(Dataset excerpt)

-*-*-

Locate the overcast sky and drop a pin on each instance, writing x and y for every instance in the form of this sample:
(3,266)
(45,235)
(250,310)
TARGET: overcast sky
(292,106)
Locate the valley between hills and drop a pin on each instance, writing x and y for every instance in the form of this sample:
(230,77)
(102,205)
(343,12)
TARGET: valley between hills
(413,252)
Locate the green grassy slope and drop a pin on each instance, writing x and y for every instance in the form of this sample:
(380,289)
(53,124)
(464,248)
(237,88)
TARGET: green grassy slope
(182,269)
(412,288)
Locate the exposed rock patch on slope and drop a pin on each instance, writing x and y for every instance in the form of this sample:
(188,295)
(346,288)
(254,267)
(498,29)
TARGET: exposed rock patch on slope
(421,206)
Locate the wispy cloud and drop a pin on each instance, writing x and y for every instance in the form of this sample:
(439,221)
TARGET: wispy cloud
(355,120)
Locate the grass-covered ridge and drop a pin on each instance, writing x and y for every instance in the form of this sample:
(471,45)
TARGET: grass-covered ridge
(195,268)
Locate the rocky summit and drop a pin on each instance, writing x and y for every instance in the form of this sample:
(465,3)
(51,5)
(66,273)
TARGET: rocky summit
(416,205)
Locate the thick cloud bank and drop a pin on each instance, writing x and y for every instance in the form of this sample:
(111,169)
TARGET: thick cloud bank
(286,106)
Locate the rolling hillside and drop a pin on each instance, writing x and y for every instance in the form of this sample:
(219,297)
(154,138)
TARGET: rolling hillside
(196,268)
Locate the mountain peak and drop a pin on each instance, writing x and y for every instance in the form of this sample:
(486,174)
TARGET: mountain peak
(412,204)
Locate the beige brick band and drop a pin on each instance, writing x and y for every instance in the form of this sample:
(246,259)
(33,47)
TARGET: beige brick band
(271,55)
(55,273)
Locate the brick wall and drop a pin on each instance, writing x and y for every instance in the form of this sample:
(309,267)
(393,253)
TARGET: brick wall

-*-*-

→ **TASK TO CARRY OUT**
Reproduce all of the material above verbatim, line by line and in the same order.

→ **TASK ANSWER**
Locate the overcast sky and drop a pin on each instance, writing x and y for every instance in the form of this sample:
(3,266)
(45,235)
(250,310)
TARGET: overcast sky
(292,106)
Locate the valley between hills and drop a pin on each instance, writing x and y for every instance in the form of this sample:
(230,77)
(102,205)
(343,12)
TARGET: valley between hills
(413,252)
Locate the green grassy slope and drop a pin on each instance, writing x and y for every instance in the form of this sample:
(380,289)
(53,124)
(464,248)
(237,88)
TARGET: green grassy slope
(182,269)
(412,288)
Locate the exposed rock patch on slope and drop a pin on each instance, writing x and y for every instance in the form of this sample:
(188,295)
(346,288)
(254,267)
(498,29)
TARGET: exposed rock patch on slope
(421,206)
Locate the wispy cloud and drop a pin on each instance, writing x and y for every instance in the form of this sample:
(439,221)
TARGET: wispy cloud
(355,120)
Locate the grass-covered ridge and drop a pin on each instance, writing x and y for every instance in the form of this sample:
(471,45)
TARGET: grass-covered ridge
(195,268)
Locate the rocky summit and drop a pin on each instance, writing x and y for every instance in the form of this sample:
(465,3)
(51,5)
(66,273)
TARGET: rocky summit
(416,205)
Locate the thick cloud bank and drop a pin on each instance, writing x and y for every instance in the form of this sample:
(111,169)
TARGET: thick cloud bank
(286,106)
Locate the rolling hillside and drop a pin on each instance, writing x and y for every instance in the form of this sample:
(219,297)
(154,138)
TARGET: rolling hillside
(196,268)
Locate the mountain peak and drop a pin on each instance, writing x and y for every instance in the form of this sample:
(486,174)
TARGET: mountain peak
(412,204)
Locate the beige brick band and drop a pin on each instance, writing x and y for every instance in the form of this sample:
(246,259)
(33,47)
TARGET: beige brick band
(271,55)
(55,273)
Locate the brick wall and drop a pin on each instance, writing x and y for every instance in the form of this sample:
(309,267)
(393,253)
TARGET: brick wall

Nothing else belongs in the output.